__Data in this exercise__:
>>

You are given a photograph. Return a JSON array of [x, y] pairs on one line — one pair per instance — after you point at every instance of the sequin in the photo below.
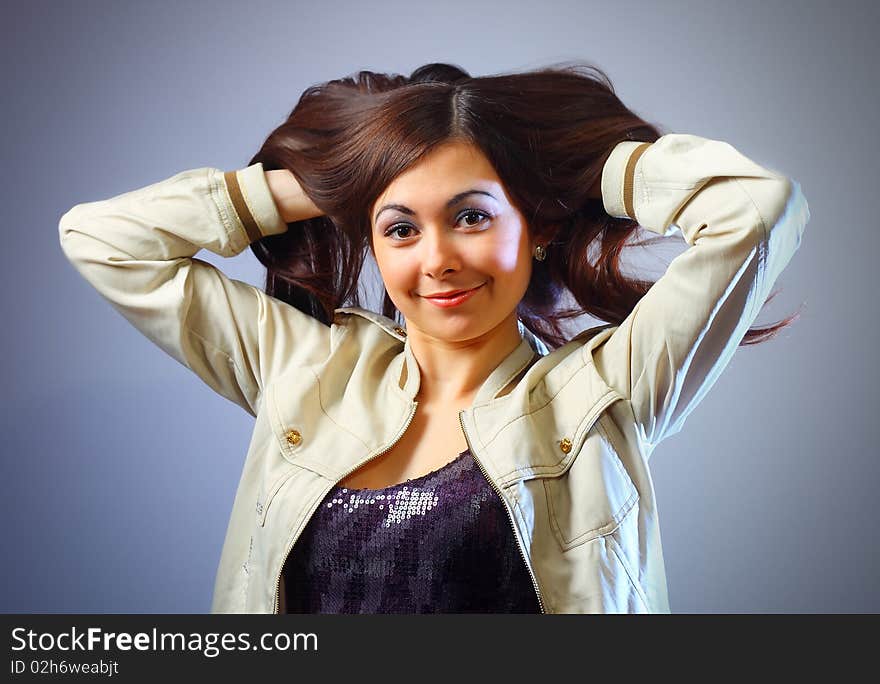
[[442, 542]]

<<
>>

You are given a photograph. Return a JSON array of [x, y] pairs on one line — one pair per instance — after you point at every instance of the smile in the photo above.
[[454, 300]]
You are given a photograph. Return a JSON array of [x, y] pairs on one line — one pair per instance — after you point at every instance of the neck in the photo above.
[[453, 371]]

<<
>>

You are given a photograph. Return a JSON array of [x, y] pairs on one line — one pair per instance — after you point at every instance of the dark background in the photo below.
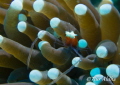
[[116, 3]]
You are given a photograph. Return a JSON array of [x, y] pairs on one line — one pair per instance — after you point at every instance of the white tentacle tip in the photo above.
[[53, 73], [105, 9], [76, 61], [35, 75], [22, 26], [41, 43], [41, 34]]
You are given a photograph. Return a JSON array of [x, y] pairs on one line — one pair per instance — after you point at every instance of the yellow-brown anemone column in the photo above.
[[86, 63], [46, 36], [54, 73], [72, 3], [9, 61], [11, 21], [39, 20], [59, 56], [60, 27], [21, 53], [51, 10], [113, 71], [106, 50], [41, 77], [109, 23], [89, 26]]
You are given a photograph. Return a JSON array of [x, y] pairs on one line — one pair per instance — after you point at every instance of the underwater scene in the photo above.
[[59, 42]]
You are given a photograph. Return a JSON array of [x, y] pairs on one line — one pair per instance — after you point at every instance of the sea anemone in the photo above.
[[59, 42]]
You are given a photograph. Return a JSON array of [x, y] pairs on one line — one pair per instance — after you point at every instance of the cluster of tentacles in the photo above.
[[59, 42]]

<<

__Task objective__:
Write out the material from the line with "neck in the photo above." to the line with "[[453, 371]]", substituting "collar" for "neck" and leaving everything else unchanged. Give only those lines.

__Solution to this exercise__:
You are given a photograph. Return a JSON array of [x, y] pairs on one line — one pair per instance — after you point at every instance of the collar in the photo above.
[[453, 371]]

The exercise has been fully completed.